Извлеченный текст:
● ● ● ● ●

Париж был поистине Aurora Borealis, Северной зарей. Не надо забывать, что земли, расположенные ближе к Риму, подтачивал языческий пессимизм Востока, самым приличным представителем которого был ислам. Прованс трясла лихорадка всеотрицания и дурной мистики, а северная Франция дала мечи и копья, чтобы справиться с этой ересью[66]. Там же, в северной Франции, засверкали и копья — башни готических храмов. Мы видим готику мрачной, серой, но башни эти были другими — невиданные и чудесные, как летающий корабль, белые и сверкающие, в золоте и красках взлетали они к северному небу. После Людовика Святого Париж белел, как лилии, и сверкал, как орифламма[67]. Рождалась великая французская нация, которой выпало положить конец старой распре короля и папы в тех странах, откуда шел Фома. Шел он неохотно и, если можно применить это слово к столь кроткому человеку, угрюмо. Когда он вошел в Париж, ему показали с холма сверкание шпилей, и кто-то сказал: «Какое счастье владеть всем этим!»; а Фома тихо произнес: «Я бы предпочел рукопись Златоуста, никак ее не раздобуду».
Упирающуюся громаду, погруженную в раздумье, доставили в конце концов ко двору, в королевский пиршественный зал. Можно предположить, что Фома был изысканно-любезен с теми, кто к нему обращался, но говорил мало, и скоро о нем забыли за самой блестящей и шумной болтовней на свете — французской болтовней. Наверное, и он обо всех забыл; но паузы бывают даже во французской болтовне. Наступила такая пауза и тут. Уже давно не двигалась груда черно-белых одежд — монах, нищий с улицы, похожий на шута в трауре и совсем чужой в пестроте, сверкании и блеске этой зари рыцарства. Его окружали треугольные щиты, и флажки, и мечи, и копья, и стрельчатые окна, и конусы капюшонов — все остроконечное, острое, как французский дух. А цвета были веселые, чистые, и одежды богатые, ибо святой король сказал придворным: «Бегите тщеславия, но одевайтесь получше, дабы жене было легче любить вас».
И тут кубки подпрыгнули, тяжелый стол пошатнулся — монах опустил на него кулак, подобный каменной палице, и взревел, словно очнувшись: «Вот что образумит манихеев!»

● ● ● ● ●

Задания к упражнению:
#1 Что, согласно отрывку о Фоме в Париже, Фома предпочел бы сверкающим шпилям города?
#2 Продолжите отрывок о Фоме в Париже с того места, на котором он обрывается.
Строки после отрывка о Фоме в Париже составляют отдельный материал и с ним не связаны.

Фрагмент набора строк:

● ● ● ● ●

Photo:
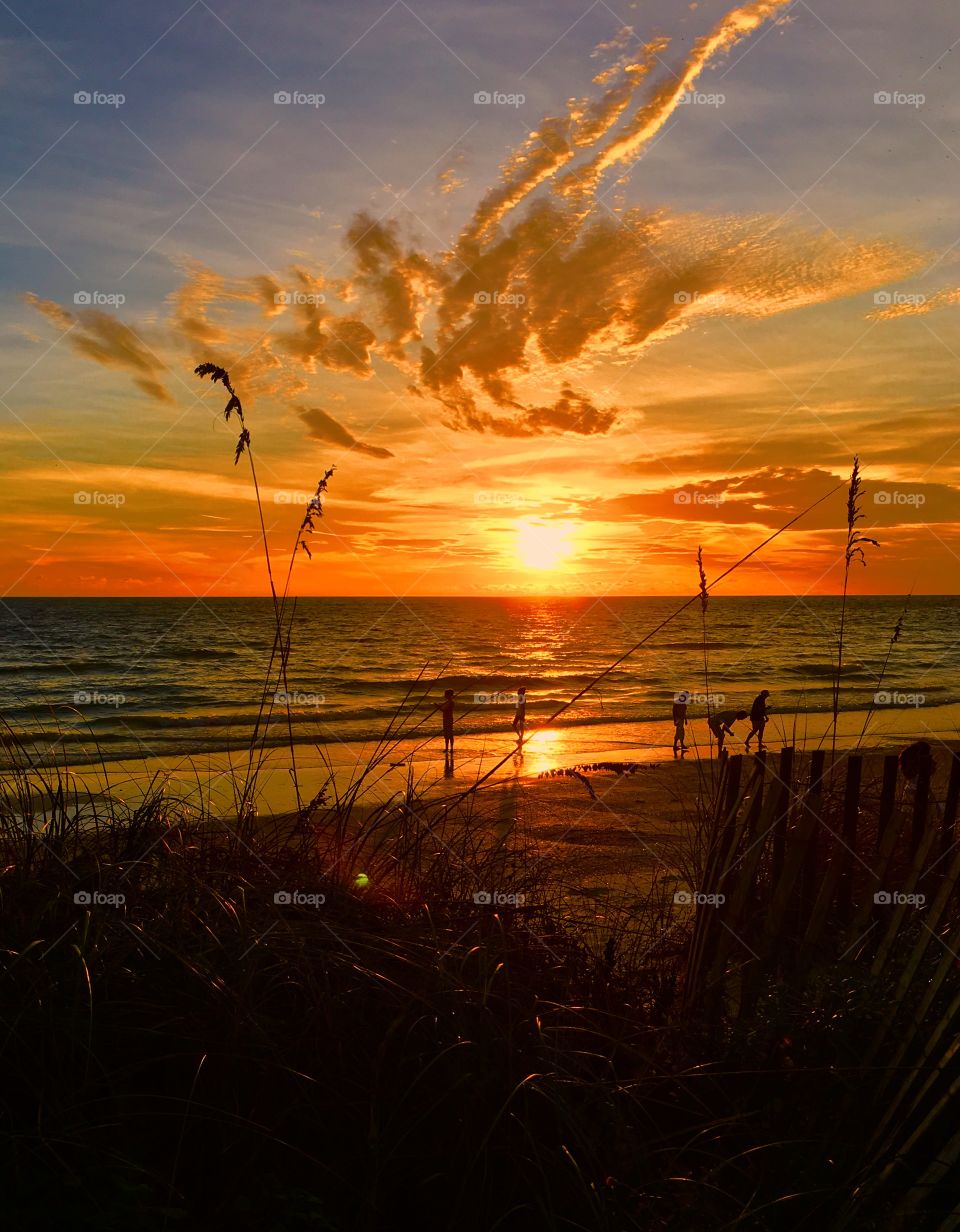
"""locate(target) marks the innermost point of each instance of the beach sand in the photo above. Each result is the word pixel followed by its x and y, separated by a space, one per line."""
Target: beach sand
pixel 616 826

● ● ● ● ●

Ответы к заданиям:
#1 Рукопись Златоуста, которую он никак не мог раздобыть.

#2
В королевских дворцах есть свои условности, даже если король — святой. Придворные перепугались, словно толстый монах из Италии бросил тарелку в Людовика и сшиб с него корону. Все испуганно смотрели на грозный трон, где сотни лет сидели Капеты[68], и многие охотно схватили бы черного попрошайку, чтобы выбросить в окно. Но Людовик, при всей своей простоте, был не только кладезем рыцарской чести и даже источником милости — в нем жили и французская галантность, и французский юмор. Он тихо сказал придворным, чтобы они подсели к философу и записали мысль, пришедшую ему в голову, — наверное, она очень хорошая, а он, не дай Бог, ее забудет.
Я рассказал об этом, во-первых, потому, что вся история кажется мне моментальным снимком средневековой души, вернее, двух средневековых душ. А во-вторых, она так ясно показывает, чем был занят святой Фома, словно мы подслушали его мысли. Совсем не случайно при белом дворе Людовика он думал о темной туче манихейства.
Эта книга — только набросок биографии. Позже я коснусь метода и самых мыслей Фомы — того, что теперешние журналисты называют противным словом «вклад». Я могу посвятить очень мало страниц его теологии и философии, но то, о чем я собираюсь говорить, и шире, и уже, потому я и должен предпослать эту главу другим. Я мог бы говорить о его нравственной позиции, или о свойствах его натуры, или о цели его жизни — ведь он знал лучше нас, что в жизни одна цель, и лежит она за пределами этой жизни. Но если мы захотим просто и ясно сказать, чего он хотел для мира и что сделал, мы скажем: он стукнул кулаком по столу и образумил манихеев.
Все это не совсем понятно тем, кто не изучал историю Церкви, и, мне кажется, еще непонятней для тех, кто ее изучал. История говорит нам, что к тому времени святой Доминик и Симон де Монфор уже образумили манихеев, а теология подсказывает, что богослов такого масштаба занимался множеством ересей, кроме манихейства. Тем не менее именно в этом воплотилась суть его дела. Именно так изменил он историю христианства.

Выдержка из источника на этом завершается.